# Written request
Transcribe the records that follow. Keep every word exactly, and drop the pictures.

# Data shown start

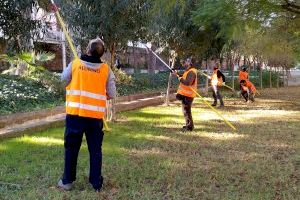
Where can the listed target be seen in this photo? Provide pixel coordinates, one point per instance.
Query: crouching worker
(89, 84)
(248, 90)
(185, 94)
(217, 81)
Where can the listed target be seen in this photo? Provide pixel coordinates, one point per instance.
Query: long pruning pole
(213, 109)
(209, 77)
(71, 43)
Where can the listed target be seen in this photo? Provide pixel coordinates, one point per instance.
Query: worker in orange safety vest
(89, 84)
(185, 94)
(248, 90)
(217, 81)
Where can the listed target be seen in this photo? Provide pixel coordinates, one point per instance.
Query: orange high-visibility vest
(215, 80)
(243, 75)
(86, 93)
(250, 86)
(186, 90)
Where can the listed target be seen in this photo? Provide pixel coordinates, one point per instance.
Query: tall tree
(116, 22)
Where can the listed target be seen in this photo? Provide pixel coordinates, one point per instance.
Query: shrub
(19, 94)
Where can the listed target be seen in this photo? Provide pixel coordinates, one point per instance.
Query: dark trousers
(187, 110)
(248, 96)
(75, 128)
(217, 95)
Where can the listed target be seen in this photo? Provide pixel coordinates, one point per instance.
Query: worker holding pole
(217, 81)
(185, 94)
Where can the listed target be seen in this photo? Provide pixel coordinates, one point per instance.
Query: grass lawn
(146, 156)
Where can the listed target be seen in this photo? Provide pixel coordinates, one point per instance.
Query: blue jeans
(75, 128)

# Data shown end

# Complete answer
Where can the listed target be seen in this photo? Provide pixel coordinates, one point per instance.
Query: crouching worker
(89, 84)
(248, 90)
(185, 94)
(217, 81)
Where can the listed target be seen in this photo? Provide pixel coordinates, one point per instance.
Query: long pruning pole
(213, 109)
(209, 77)
(71, 43)
Where can the listed target be seen in this photo? Provide pixel coordinates, one point per instance.
Query: worker in orange safety vest
(89, 84)
(185, 94)
(248, 90)
(217, 81)
Where can the listed target be seen in this photo? Provide pixel coordinates, one point per instance.
Query: orange high-visibility vest
(215, 80)
(243, 75)
(86, 93)
(250, 86)
(186, 90)
Where can the listed target be seen in this photo? Provide pixel coordinates, one point per instance.
Query: tall tree
(116, 22)
Where can the listed target be seen in this photo? Provide pixel coordinates, one point per instance.
Query: shrub
(19, 94)
Where can the listed target be seen in this photo? Provide pixel coordinates, one point per instance.
Query: dark trousers
(187, 110)
(248, 96)
(75, 128)
(217, 95)
Where can the listed target be seen in this photo? Provide pixel coordinates, one point per instance.
Query: worker holding pole
(217, 81)
(185, 94)
Where can the listed target be seen in this photo? Provide pixel coordinates, one point per instance.
Query: grass lawn
(146, 156)
Where can the listed target be seen in this photo? Provide pixel coordinates, one point per instance.
Query: blue jeans
(75, 128)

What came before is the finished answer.